REQUIRED WORK: Return the records below from the line containing "Target: sign post" onward, exactly, through and including the last line.

SUPPLIED ENTRIES:

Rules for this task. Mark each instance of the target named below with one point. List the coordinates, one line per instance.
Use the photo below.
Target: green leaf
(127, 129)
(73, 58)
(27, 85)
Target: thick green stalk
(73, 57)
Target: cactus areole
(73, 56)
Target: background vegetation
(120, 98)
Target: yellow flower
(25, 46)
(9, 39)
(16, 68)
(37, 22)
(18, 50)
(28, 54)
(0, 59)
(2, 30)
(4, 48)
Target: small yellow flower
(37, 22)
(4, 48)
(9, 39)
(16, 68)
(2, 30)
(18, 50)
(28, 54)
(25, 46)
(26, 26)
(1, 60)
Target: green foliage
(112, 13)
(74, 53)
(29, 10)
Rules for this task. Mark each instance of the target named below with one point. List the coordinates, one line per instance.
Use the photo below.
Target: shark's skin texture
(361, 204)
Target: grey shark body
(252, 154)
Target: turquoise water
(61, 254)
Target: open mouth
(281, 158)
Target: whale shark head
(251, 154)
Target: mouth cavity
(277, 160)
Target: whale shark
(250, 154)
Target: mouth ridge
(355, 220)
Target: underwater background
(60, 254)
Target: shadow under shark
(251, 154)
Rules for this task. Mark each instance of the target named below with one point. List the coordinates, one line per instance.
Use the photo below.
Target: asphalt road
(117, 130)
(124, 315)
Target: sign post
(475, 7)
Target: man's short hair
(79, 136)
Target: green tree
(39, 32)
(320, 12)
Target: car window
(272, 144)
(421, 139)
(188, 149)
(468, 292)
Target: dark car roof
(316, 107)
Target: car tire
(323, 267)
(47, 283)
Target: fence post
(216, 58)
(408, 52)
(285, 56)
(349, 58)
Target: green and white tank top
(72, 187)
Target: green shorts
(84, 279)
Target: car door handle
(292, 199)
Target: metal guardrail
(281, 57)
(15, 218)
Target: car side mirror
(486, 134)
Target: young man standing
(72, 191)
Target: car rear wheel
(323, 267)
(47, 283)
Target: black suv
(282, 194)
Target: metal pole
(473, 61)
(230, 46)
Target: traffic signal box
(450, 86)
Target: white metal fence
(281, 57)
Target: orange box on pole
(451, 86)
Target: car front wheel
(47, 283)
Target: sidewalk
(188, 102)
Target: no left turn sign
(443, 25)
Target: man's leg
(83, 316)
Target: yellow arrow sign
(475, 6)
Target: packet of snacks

RESULT:
Target: sign post
(475, 7)
Target: man's short hair
(79, 136)
Target: green tree
(39, 32)
(320, 12)
Target: car window
(272, 144)
(421, 139)
(188, 149)
(468, 292)
Target: dark car roof
(316, 107)
Target: car tire
(323, 267)
(47, 283)
Target: fence post
(216, 58)
(408, 52)
(285, 56)
(349, 58)
Target: green and white tank top
(72, 187)
Target: green shorts
(84, 279)
Target: car door handle
(292, 199)
Target: metal guardrail
(281, 57)
(15, 218)
Target: car side mirror
(486, 134)
Target: young man standing
(72, 191)
Target: car rear wheel
(323, 267)
(47, 283)
Target: black suv
(282, 194)
Target: metal pole
(473, 61)
(230, 46)
Target: traffic signal box
(450, 86)
Target: white metal fence
(281, 57)
Target: orange box on pole
(451, 86)
Target: car front wheel
(47, 283)
Target: sidewalk
(188, 102)
Target: no left turn sign
(443, 25)
Target: man's leg
(83, 316)
Target: yellow arrow sign
(475, 6)
Target: packet of snacks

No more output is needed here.